#### Directions for this task:
Reproduce the rows below word for word, from their first line through the line that contains "box: [22, 16, 1280, 455]", and include both ends. Leave the pictures out of your answer.

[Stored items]
<<<<
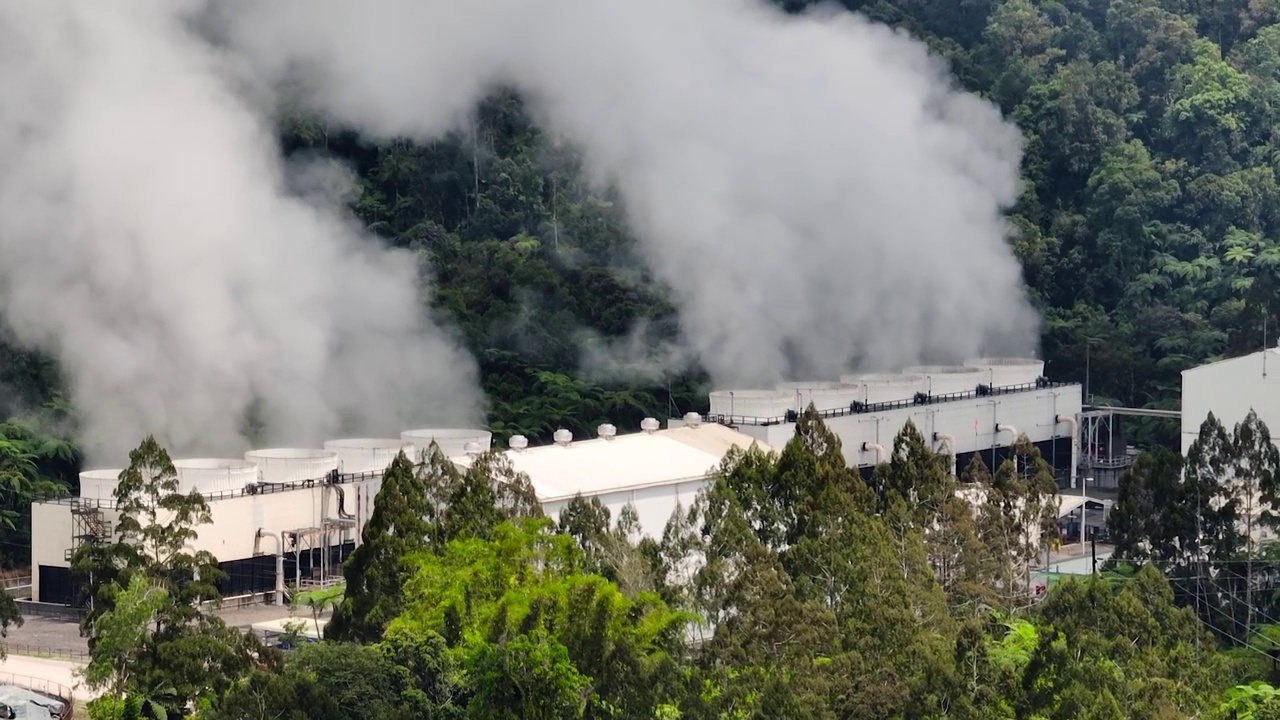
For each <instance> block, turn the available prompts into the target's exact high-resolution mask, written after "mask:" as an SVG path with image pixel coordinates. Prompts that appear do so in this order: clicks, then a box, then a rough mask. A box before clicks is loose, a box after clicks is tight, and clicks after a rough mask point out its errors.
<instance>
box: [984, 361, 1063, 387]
mask: <svg viewBox="0 0 1280 720" xmlns="http://www.w3.org/2000/svg"><path fill="white" fill-rule="evenodd" d="M965 365H968V366H970V368H977V369H978V370H979V372H982V374H983V375H982V382H983V383H984V384H987V386H989V387H1015V386H1032V384H1036V382H1037V380H1038V379H1039V378H1042V377H1043V375H1044V361H1043V360H1036V359H1033V357H979V359H975V360H968V361H965Z"/></svg>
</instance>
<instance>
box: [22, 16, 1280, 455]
mask: <svg viewBox="0 0 1280 720" xmlns="http://www.w3.org/2000/svg"><path fill="white" fill-rule="evenodd" d="M783 5H785V6H786V8H787V9H788V10H794V12H799V10H803V9H804V8H805V6H806V5H809V3H804V1H799V0H785V1H783ZM845 5H847V6H849V8H851V9H855V10H860V12H864V13H867V14H868V15H870V17H872V18H874V19H879V20H883V22H887V23H891V24H893V26H897V27H901V28H904V29H906V31H909V32H911V33H913V35H915V36H918V37H920V38H923V40H924V41H927V42H928V44H929V45H931V46H933V47H934V50H936V51H937V53H938V54H941V55H942V56H945V58H946V59H947V60H948V61H950V64H951V67H952V70H954V74H955V76H956V78H957V79H959V82H960V83H963V85H964V86H965V87H966V88H969V90H973V91H975V92H979V94H982V95H983V96H986V97H988V99H991V100H992V101H995V102H997V104H998V105H1000V106H1001V108H1002V110H1004V111H1005V113H1006V115H1007V117H1009V118H1011V119H1012V120H1014V122H1016V124H1018V126H1019V127H1020V128H1021V129H1023V132H1024V133H1025V137H1027V155H1025V160H1024V176H1025V191H1024V193H1023V199H1021V201H1020V202H1019V205H1018V206H1016V208H1015V209H1014V210H1012V213H1011V224H1012V227H1014V228H1016V231H1018V232H1016V236H1015V237H1014V238H1011V242H1012V243H1014V246H1015V250H1016V254H1018V256H1019V259H1020V260H1021V263H1023V265H1024V270H1025V278H1027V282H1028V284H1029V287H1030V288H1032V292H1033V295H1034V299H1036V301H1037V302H1038V305H1039V306H1041V307H1042V310H1043V313H1044V316H1046V327H1044V334H1043V352H1044V356H1046V359H1047V360H1048V363H1050V365H1048V368H1050V373H1051V374H1052V375H1053V377H1056V378H1069V379H1082V380H1083V379H1084V377H1085V373H1087V365H1088V374H1089V378H1091V391H1092V392H1093V393H1094V395H1096V396H1098V397H1102V398H1111V400H1116V401H1120V402H1124V404H1133V405H1155V406H1176V402H1178V392H1176V391H1178V384H1179V375H1178V373H1179V370H1181V369H1183V368H1187V366H1189V365H1192V364H1194V363H1199V361H1202V360H1204V359H1207V357H1211V356H1215V355H1219V354H1222V352H1225V351H1228V350H1229V348H1230V350H1243V348H1253V347H1257V346H1258V345H1261V342H1262V337H1263V329H1262V324H1263V318H1265V316H1266V315H1267V311H1268V310H1275V309H1277V307H1275V306H1276V305H1277V302H1275V301H1272V302H1271V305H1272V307H1268V306H1267V304H1266V302H1265V301H1263V300H1265V299H1268V297H1272V296H1274V293H1272V292H1271V288H1272V287H1275V283H1274V279H1272V272H1274V269H1275V268H1276V266H1277V265H1280V247H1277V246H1276V237H1277V234H1276V223H1277V222H1280V184H1277V181H1276V170H1275V163H1276V161H1277V160H1276V156H1275V155H1276V154H1275V150H1276V149H1275V145H1274V142H1275V141H1274V137H1272V136H1274V129H1272V128H1274V126H1275V124H1276V118H1277V113H1280V76H1277V68H1280V27H1277V26H1275V24H1274V23H1275V20H1276V19H1280V14H1277V13H1280V9H1277V8H1274V6H1272V4H1268V3H1263V1H1253V3H1242V1H1234V3H1217V4H1211V5H1199V4H1194V3H1192V4H1188V3H1175V1H1155V0H1151V1H1135V0H1121V1H1114V3H1047V1H1039V3H1033V1H1029V0H1009V1H1005V3H984V1H975V3H963V4H942V5H938V4H923V3H886V1H881V3H876V4H860V3H852V1H849V0H846V3H845ZM472 131H474V132H471V133H458V135H454V136H451V137H448V138H444V140H442V141H439V142H434V143H431V145H425V146H424V145H415V143H410V142H389V143H384V145H374V143H370V142H365V141H362V138H360V137H357V136H355V135H352V133H349V132H344V131H343V129H342V128H339V127H330V126H329V124H326V123H325V122H324V120H323V119H317V118H297V117H291V118H288V119H287V120H285V123H284V126H283V127H282V135H283V141H284V146H285V149H287V151H289V152H291V154H293V155H294V156H302V158H305V156H306V155H307V154H308V152H312V151H320V152H324V154H328V155H332V156H337V158H339V159H342V160H344V161H347V163H349V164H351V165H352V167H353V168H355V170H356V172H357V173H358V184H360V193H358V197H356V199H353V209H355V211H356V213H357V214H358V217H360V218H361V219H362V220H364V222H365V223H366V224H367V227H369V228H370V229H372V231H374V232H376V233H378V234H379V236H381V237H383V238H385V240H387V241H388V242H390V243H393V245H397V246H403V247H411V249H415V250H419V251H420V254H421V258H422V268H424V278H426V279H428V281H429V282H430V283H431V288H433V293H434V295H433V297H434V301H435V304H436V305H438V306H439V307H442V309H444V310H445V313H447V315H445V316H447V319H448V320H451V322H452V323H453V324H456V325H457V328H458V329H460V332H461V333H462V334H463V336H465V338H466V342H467V345H468V347H470V348H471V350H472V351H474V352H475V354H476V356H477V357H479V359H480V363H481V369H483V375H484V383H485V389H486V392H488V395H489V401H490V420H492V421H493V423H494V425H495V427H494V429H495V430H497V434H498V436H499V437H506V436H509V434H512V433H516V432H522V433H525V434H529V436H535V437H544V436H547V434H548V433H549V432H550V430H553V429H554V428H557V427H561V425H563V427H568V428H571V429H573V430H577V432H585V430H589V429H590V428H594V427H595V425H596V424H598V423H599V421H603V420H605V419H608V420H612V421H614V423H616V424H620V425H621V427H630V425H634V424H635V421H637V420H639V419H640V418H643V416H644V415H648V414H657V415H666V414H667V413H668V411H675V410H680V411H685V410H690V409H696V407H699V405H700V402H703V400H701V395H700V389H701V388H700V387H699V386H700V380H701V379H703V378H701V377H700V374H699V372H698V369H696V368H689V366H686V365H685V364H684V363H663V360H672V359H671V357H663V356H662V355H660V354H657V355H654V354H653V352H652V351H653V350H654V348H655V347H658V346H659V345H660V341H662V340H664V338H671V337H672V336H673V333H675V314H673V309H672V305H671V302H669V300H668V299H667V296H666V293H664V290H663V288H662V287H657V286H654V283H652V282H650V278H649V277H648V273H646V272H645V269H644V266H643V264H641V263H639V261H636V260H635V258H634V256H632V238H631V236H630V232H628V227H627V222H626V215H625V208H622V206H621V204H620V200H618V199H617V197H614V196H613V195H611V193H609V192H608V191H605V190H600V188H599V187H594V186H591V184H589V182H588V178H585V177H584V176H582V173H581V172H580V164H579V161H577V159H576V155H575V150H573V147H572V146H571V145H568V143H567V141H566V140H564V138H559V137H549V136H547V135H544V133H541V132H540V131H539V128H536V127H535V126H534V124H532V123H531V120H530V118H529V117H527V115H526V114H525V113H524V110H522V106H521V100H520V97H518V96H516V95H513V94H509V92H502V94H497V95H494V96H493V97H492V99H490V100H489V101H486V102H485V104H483V106H481V108H479V110H477V114H476V118H475V122H474V124H472ZM980 286H982V278H974V288H975V292H977V291H980ZM598 338H612V340H616V341H617V340H625V338H631V340H632V341H634V342H631V343H630V345H631V350H632V352H631V354H630V359H632V360H634V365H631V366H630V368H623V370H626V372H625V373H621V374H620V373H616V372H608V373H603V372H599V370H617V369H618V368H617V366H612V365H611V366H609V368H602V366H600V364H599V363H591V361H588V360H589V359H590V356H591V354H590V352H588V351H585V350H584V348H590V347H593V341H594V340H598ZM4 354H5V357H12V356H18V357H19V361H17V363H9V361H5V363H4V364H3V368H0V372H3V377H0V380H3V382H4V387H5V393H4V396H3V397H0V400H4V401H5V402H4V405H6V407H5V410H6V411H8V413H10V414H12V413H13V411H14V409H15V407H19V406H24V407H31V406H38V405H40V404H41V402H42V401H47V400H50V398H51V397H52V396H54V393H55V392H56V389H58V380H56V373H55V372H54V369H52V368H51V366H50V365H49V364H47V363H45V361H41V360H40V359H36V357H29V356H23V355H20V354H18V351H15V350H14V348H12V347H5V348H4ZM646 355H649V356H646ZM1147 430H1148V432H1147V433H1146V434H1147V437H1146V439H1148V441H1153V439H1164V441H1167V439H1169V438H1170V433H1171V429H1170V428H1160V427H1152V428H1147ZM1151 433H1155V434H1153V436H1152V434H1151Z"/></svg>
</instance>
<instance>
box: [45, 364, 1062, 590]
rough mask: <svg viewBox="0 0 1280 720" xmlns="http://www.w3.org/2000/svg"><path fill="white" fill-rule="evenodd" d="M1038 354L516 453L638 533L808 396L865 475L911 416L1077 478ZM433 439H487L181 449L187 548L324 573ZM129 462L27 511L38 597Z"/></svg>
mask: <svg viewBox="0 0 1280 720" xmlns="http://www.w3.org/2000/svg"><path fill="white" fill-rule="evenodd" d="M1043 368H1044V365H1043V363H1042V361H1037V360H1018V359H984V360H974V361H972V363H966V364H965V365H960V366H919V368H908V369H905V370H904V372H902V373H900V374H876V375H847V377H845V378H841V379H840V380H837V382H815V383H787V384H785V386H780V387H778V388H773V389H733V391H717V392H713V393H712V395H710V413H709V414H708V415H705V416H699V415H696V414H690V415H686V416H685V419H684V420H672V421H669V423H668V428H667V429H660V427H659V423H658V421H657V420H654V419H652V418H649V419H645V420H644V421H643V423H641V427H640V430H641V432H639V433H628V434H618V433H617V429H616V428H614V427H613V425H602V427H600V428H599V432H598V436H599V437H595V438H589V439H580V441H576V442H575V441H573V438H572V436H571V434H570V433H568V432H567V430H559V432H557V433H556V436H554V443H553V445H548V446H543V447H529V443H527V441H526V439H525V438H522V437H520V436H516V437H513V438H512V439H511V450H508V451H506V456H507V457H508V459H509V460H511V462H512V465H513V468H515V470H517V471H520V473H525V474H526V475H527V477H529V479H530V482H531V484H532V487H534V491H535V492H536V495H538V497H539V500H540V501H541V503H543V509H544V511H545V514H547V515H548V516H550V518H558V516H559V512H561V510H562V509H563V507H564V505H567V503H568V502H570V501H571V500H572V498H573V497H575V496H579V495H581V496H584V497H598V498H599V500H600V501H602V502H603V503H604V506H607V507H608V509H609V510H611V512H612V515H613V518H617V516H618V515H620V512H621V511H622V509H623V507H625V506H627V505H631V506H634V507H635V510H636V514H637V515H639V520H640V527H641V530H643V532H644V533H645V534H648V536H650V537H662V533H663V529H664V528H666V524H667V521H668V519H669V518H671V514H672V511H673V510H675V509H676V507H677V505H682V506H686V507H687V506H689V505H690V503H691V502H692V501H694V498H695V497H696V495H698V492H699V491H700V489H703V488H704V487H705V486H707V482H708V478H709V477H710V474H712V473H713V471H714V470H716V469H717V468H718V466H719V464H721V461H722V459H723V457H724V455H726V454H727V452H728V451H730V450H731V448H733V447H741V448H746V447H750V446H751V445H753V443H754V445H758V446H760V447H762V448H763V450H765V451H769V450H774V448H781V447H783V446H785V445H786V443H787V442H788V441H790V439H791V438H792V436H794V434H795V420H796V418H797V413H799V411H800V410H803V409H805V407H808V406H809V405H810V404H813V405H814V406H815V407H817V409H818V410H819V411H820V414H822V416H823V418H824V421H826V423H827V425H828V427H829V428H831V429H832V430H833V432H835V433H836V434H837V436H838V437H840V438H841V442H842V446H844V452H845V457H846V459H847V461H849V464H850V465H851V466H858V468H860V469H861V471H863V474H864V475H869V473H870V469H872V468H873V466H874V465H876V464H877V462H878V461H881V460H884V459H886V456H887V452H888V451H890V450H891V448H892V442H893V437H895V436H896V434H897V433H899V430H901V429H902V427H904V425H905V424H906V421H908V420H911V421H914V423H915V425H916V427H918V428H919V429H920V430H922V433H923V434H924V436H925V438H927V439H928V441H929V442H931V443H932V445H933V447H934V448H936V450H937V451H938V452H945V454H947V455H950V456H951V459H952V464H954V466H955V468H956V469H957V470H963V469H964V466H965V465H966V464H968V461H969V460H970V459H972V457H973V456H974V455H975V454H982V455H983V459H984V460H986V461H987V464H988V465H989V466H992V468H995V466H997V465H998V464H1000V462H1001V461H1002V460H1004V459H1005V456H1007V446H1009V445H1011V443H1012V441H1014V439H1015V438H1016V437H1018V436H1019V434H1025V436H1027V437H1028V438H1029V439H1030V441H1032V442H1033V443H1036V446H1037V447H1038V448H1039V450H1041V452H1042V455H1043V456H1044V459H1046V460H1048V461H1050V462H1051V464H1052V465H1053V466H1055V469H1057V470H1059V471H1061V474H1062V475H1068V474H1069V473H1070V470H1071V469H1073V468H1074V466H1075V465H1076V462H1074V461H1073V459H1074V457H1078V456H1079V451H1078V448H1079V445H1078V443H1076V442H1075V441H1076V439H1078V437H1076V436H1078V416H1079V414H1080V410H1082V406H1080V404H1082V393H1080V386H1079V384H1061V383H1052V382H1050V380H1048V379H1046V378H1044V377H1043ZM433 442H435V443H436V445H439V446H440V448H442V451H443V452H444V454H445V456H448V457H451V459H452V460H453V461H454V462H456V464H457V465H460V466H463V468H465V466H467V465H468V464H470V462H471V461H472V459H474V455H475V454H477V452H480V451H486V450H489V446H490V443H492V436H490V433H489V432H488V430H477V429H419V430H406V432H404V433H402V436H401V437H399V438H394V439H392V438H356V439H339V441H330V442H325V443H324V447H323V448H268V450H253V451H250V452H247V454H246V455H244V457H241V459H193V460H186V459H182V460H177V461H174V466H175V469H177V471H178V478H179V484H180V487H182V489H183V491H191V489H197V491H200V492H201V493H202V495H204V496H205V497H206V501H207V502H209V506H210V511H211V514H212V523H210V524H206V525H201V527H200V528H197V532H198V534H200V537H198V539H197V541H196V547H195V548H193V550H207V551H210V552H212V553H214V556H216V557H218V559H219V561H220V565H221V568H223V570H224V571H225V573H227V574H228V575H229V579H228V580H227V582H225V583H224V587H223V588H221V591H223V594H224V597H234V596H244V594H253V593H269V592H273V591H275V592H279V591H280V589H283V585H284V584H285V583H289V584H292V583H300V584H303V583H305V582H307V580H316V582H325V580H326V579H328V578H329V577H330V575H333V574H337V571H338V568H339V564H340V561H342V559H343V557H344V556H346V555H347V553H349V552H351V550H353V547H355V544H356V543H357V542H358V539H360V533H361V530H362V528H364V524H365V521H366V520H367V518H369V516H370V514H371V510H372V503H374V498H375V497H376V495H378V491H379V489H380V487H381V474H383V471H384V470H385V468H387V466H388V465H389V464H390V461H392V460H393V459H394V457H396V455H397V454H399V452H401V451H406V452H407V454H410V455H411V456H417V457H420V456H421V455H420V452H421V451H422V450H425V448H426V447H429V446H430V443H433ZM118 475H119V470H90V471H86V473H83V474H82V475H81V493H79V496H78V497H76V498H69V500H61V501H54V502H41V503H36V505H35V506H33V507H32V538H33V546H32V564H33V568H32V570H33V571H32V598H33V600H37V601H41V602H54V603H69V602H72V601H73V598H74V594H76V588H74V587H73V582H72V577H70V571H69V560H70V556H72V552H73V551H74V548H76V547H77V546H78V544H79V543H83V542H104V541H108V539H110V538H111V537H113V533H114V525H115V523H116V520H118V514H116V511H115V509H114V497H113V491H114V488H115V483H116V477H118Z"/></svg>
>>>>
#### Exercise result:
For each <instance> block, turn the available prompts into the target's exact high-resolution mask, written after "mask:" as an SVG path with image pixel coordinates. Prompts that appear do so in this order: clicks, then a box, then a rough mask. A box before clicks is loose, a box after clicks is tight, and clicks after a rough mask point out its errors.
<instance>
box: [984, 361, 1063, 387]
mask: <svg viewBox="0 0 1280 720" xmlns="http://www.w3.org/2000/svg"><path fill="white" fill-rule="evenodd" d="M965 365H968V366H970V368H977V369H978V370H979V372H982V374H983V375H982V382H983V383H984V384H987V386H989V387H1015V386H1032V384H1036V382H1037V380H1038V379H1039V378H1042V377H1043V375H1044V361H1043V360H1036V359H1033V357H979V359H975V360H968V361H965Z"/></svg>
</instance>
<instance>
box: [22, 16, 1280, 455]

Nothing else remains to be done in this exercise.